Stored entries:
————————

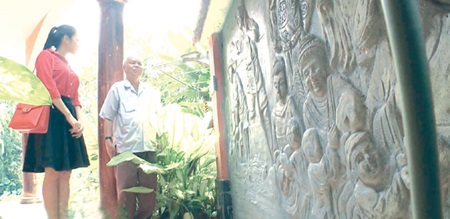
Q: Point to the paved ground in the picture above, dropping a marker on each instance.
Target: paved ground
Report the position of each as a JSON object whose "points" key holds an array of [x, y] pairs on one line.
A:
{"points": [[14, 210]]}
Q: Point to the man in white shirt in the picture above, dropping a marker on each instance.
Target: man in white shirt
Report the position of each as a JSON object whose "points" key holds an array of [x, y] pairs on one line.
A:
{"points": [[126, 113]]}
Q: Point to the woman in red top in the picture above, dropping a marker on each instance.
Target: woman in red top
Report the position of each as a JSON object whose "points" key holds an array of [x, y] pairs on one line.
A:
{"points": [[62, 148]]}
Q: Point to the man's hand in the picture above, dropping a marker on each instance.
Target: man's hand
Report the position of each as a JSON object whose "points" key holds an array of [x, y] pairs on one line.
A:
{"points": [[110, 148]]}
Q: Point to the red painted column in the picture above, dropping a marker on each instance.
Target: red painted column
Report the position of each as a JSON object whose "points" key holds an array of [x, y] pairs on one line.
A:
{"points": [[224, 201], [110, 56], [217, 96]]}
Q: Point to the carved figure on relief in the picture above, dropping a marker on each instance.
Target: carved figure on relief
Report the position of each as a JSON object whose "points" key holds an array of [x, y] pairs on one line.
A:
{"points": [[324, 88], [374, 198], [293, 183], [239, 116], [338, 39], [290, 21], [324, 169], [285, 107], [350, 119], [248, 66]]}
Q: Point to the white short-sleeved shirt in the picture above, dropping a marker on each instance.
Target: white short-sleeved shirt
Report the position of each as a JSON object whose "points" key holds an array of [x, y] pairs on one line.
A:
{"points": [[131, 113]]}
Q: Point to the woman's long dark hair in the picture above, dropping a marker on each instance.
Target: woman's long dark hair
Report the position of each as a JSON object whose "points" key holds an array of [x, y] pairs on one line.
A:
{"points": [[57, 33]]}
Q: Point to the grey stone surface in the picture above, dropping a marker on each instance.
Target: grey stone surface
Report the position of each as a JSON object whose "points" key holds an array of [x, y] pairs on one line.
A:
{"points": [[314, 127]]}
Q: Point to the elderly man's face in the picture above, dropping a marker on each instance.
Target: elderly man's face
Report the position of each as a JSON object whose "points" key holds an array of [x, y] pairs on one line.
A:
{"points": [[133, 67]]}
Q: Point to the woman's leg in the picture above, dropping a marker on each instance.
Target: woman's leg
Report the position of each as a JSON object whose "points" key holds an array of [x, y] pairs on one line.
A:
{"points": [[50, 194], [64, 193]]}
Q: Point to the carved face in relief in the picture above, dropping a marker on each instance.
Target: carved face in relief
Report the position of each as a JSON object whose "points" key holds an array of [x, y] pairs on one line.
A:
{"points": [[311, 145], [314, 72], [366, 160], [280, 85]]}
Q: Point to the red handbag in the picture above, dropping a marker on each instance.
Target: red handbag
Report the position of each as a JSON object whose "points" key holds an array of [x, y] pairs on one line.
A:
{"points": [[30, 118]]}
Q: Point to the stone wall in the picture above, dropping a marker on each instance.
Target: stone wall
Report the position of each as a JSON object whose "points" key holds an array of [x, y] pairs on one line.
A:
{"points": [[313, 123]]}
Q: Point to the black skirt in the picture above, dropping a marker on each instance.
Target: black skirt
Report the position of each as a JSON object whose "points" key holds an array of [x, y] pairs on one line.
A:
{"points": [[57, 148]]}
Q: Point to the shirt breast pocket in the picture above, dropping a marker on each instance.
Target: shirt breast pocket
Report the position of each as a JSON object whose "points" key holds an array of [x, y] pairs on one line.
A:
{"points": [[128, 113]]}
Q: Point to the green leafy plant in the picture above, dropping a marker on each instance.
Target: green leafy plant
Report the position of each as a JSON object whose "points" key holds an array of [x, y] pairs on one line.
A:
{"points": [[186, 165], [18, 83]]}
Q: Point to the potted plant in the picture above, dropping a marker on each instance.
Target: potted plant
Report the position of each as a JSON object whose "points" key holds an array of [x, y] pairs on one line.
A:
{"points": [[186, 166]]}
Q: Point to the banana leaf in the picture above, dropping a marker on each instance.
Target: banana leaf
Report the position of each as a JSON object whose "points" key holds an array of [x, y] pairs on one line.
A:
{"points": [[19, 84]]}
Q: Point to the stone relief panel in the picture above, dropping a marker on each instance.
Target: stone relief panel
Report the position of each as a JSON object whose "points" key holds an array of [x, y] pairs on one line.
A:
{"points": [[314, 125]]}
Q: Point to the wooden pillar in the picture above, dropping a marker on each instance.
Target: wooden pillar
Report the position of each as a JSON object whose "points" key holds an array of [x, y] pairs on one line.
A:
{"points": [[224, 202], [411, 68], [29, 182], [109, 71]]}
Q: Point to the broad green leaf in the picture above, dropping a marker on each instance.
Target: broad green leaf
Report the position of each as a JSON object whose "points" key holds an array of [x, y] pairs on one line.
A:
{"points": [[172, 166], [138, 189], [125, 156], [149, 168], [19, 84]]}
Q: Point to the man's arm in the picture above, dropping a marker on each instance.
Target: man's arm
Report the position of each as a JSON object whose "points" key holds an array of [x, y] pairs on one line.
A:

————————

What you will do:
A count is needed of the lines in the entries that contain "sleeved". Supply only that number.

Task response:
2